━━ Exercise material ━━

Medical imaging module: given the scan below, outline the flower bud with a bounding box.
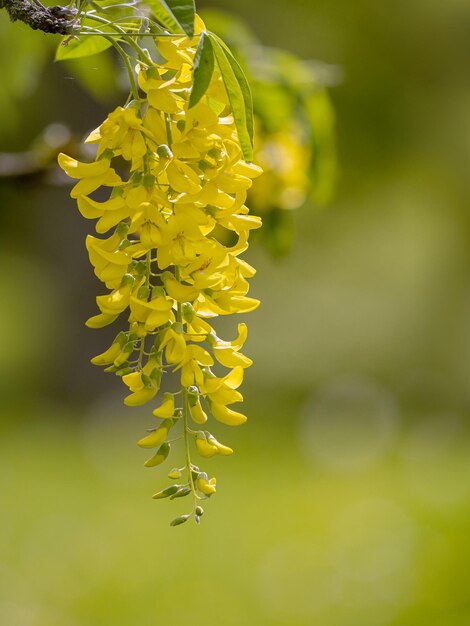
[144,443,170,467]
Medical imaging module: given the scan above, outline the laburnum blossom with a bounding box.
[59,18,261,524]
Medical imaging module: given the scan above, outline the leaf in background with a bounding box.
[55,35,112,61]
[66,51,119,104]
[189,33,214,108]
[304,89,337,206]
[146,0,196,39]
[208,33,253,162]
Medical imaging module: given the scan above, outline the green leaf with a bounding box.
[65,50,119,105]
[55,35,112,61]
[189,33,214,108]
[208,33,253,162]
[147,0,196,39]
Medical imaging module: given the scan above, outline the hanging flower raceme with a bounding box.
[59,18,261,525]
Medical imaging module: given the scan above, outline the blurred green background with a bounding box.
[0,0,470,626]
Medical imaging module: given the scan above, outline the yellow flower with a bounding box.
[58,152,122,198]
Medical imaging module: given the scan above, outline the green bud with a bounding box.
[129,170,144,187]
[168,467,182,480]
[157,143,173,159]
[182,302,196,324]
[143,174,155,189]
[170,515,189,526]
[100,148,114,159]
[171,322,184,334]
[152,285,165,300]
[152,485,181,500]
[144,443,170,467]
[150,367,162,385]
[110,187,124,198]
[137,285,150,300]
[204,204,219,217]
[170,487,191,500]
[114,222,129,238]
[141,372,152,387]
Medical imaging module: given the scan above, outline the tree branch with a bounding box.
[0,0,77,35]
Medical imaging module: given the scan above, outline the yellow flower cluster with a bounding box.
[59,21,261,524]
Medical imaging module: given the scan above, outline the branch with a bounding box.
[0,0,77,35]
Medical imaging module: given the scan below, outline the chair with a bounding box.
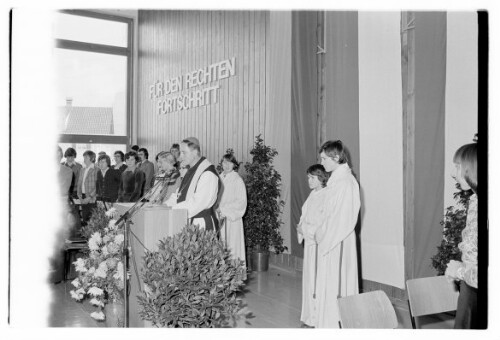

━━━

Copy out every line of the material above word for word, but leave out the pictures.

Medical imaging module: given the scan below, outline the flower bud with a bounding box.
[144,443,170,467]
Medical imaging module: given the scan above, outline the laburnum blossom with a bounding box.
[59,18,261,524]
Medical imaging module: given the scan above, outline the leaf in background with a bounding box.
[55,35,112,61]
[66,51,119,104]
[189,33,214,108]
[304,89,337,206]
[146,0,196,39]
[208,33,253,162]
Medical imaging module: given the scan above, outline the green leaf with a bounding box.
[65,50,119,105]
[55,35,112,61]
[189,33,214,108]
[208,33,253,162]
[147,0,196,39]
Medical imaging module: given the scan above, outline the hanging flower raceme with a bounding box.
[59,18,261,525]
Medical imaging module: given the scan above, outline the blurred green background with a bounding box.
[0,0,470,626]
Medical imaging module: given the scan above, outline the yellow flower with a bounding box.
[58,152,122,198]
Medical imaging module: given the scan above, outline the green bud with a bounding box.
[129,170,144,187]
[168,467,182,480]
[157,143,173,159]
[182,302,196,324]
[143,174,155,189]
[170,515,189,526]
[100,148,114,159]
[171,322,184,334]
[152,285,165,300]
[152,485,181,500]
[144,443,170,467]
[150,367,162,385]
[110,187,124,198]
[137,285,150,300]
[204,204,219,217]
[170,487,191,500]
[114,222,129,238]
[141,372,152,387]
Medical imaging module: given the scan above, outline the tree branch with a bounding box.
[0,0,77,35]
Medical imaging module: given the scan above, outline the yellow flower cluster with a bounding box.
[59,21,261,524]
Medical imaging module: given the scan above, outline the branch with a bounding box.
[0,0,77,35]
Medical imaging module: given the scan below, outline the chair with a bounding box.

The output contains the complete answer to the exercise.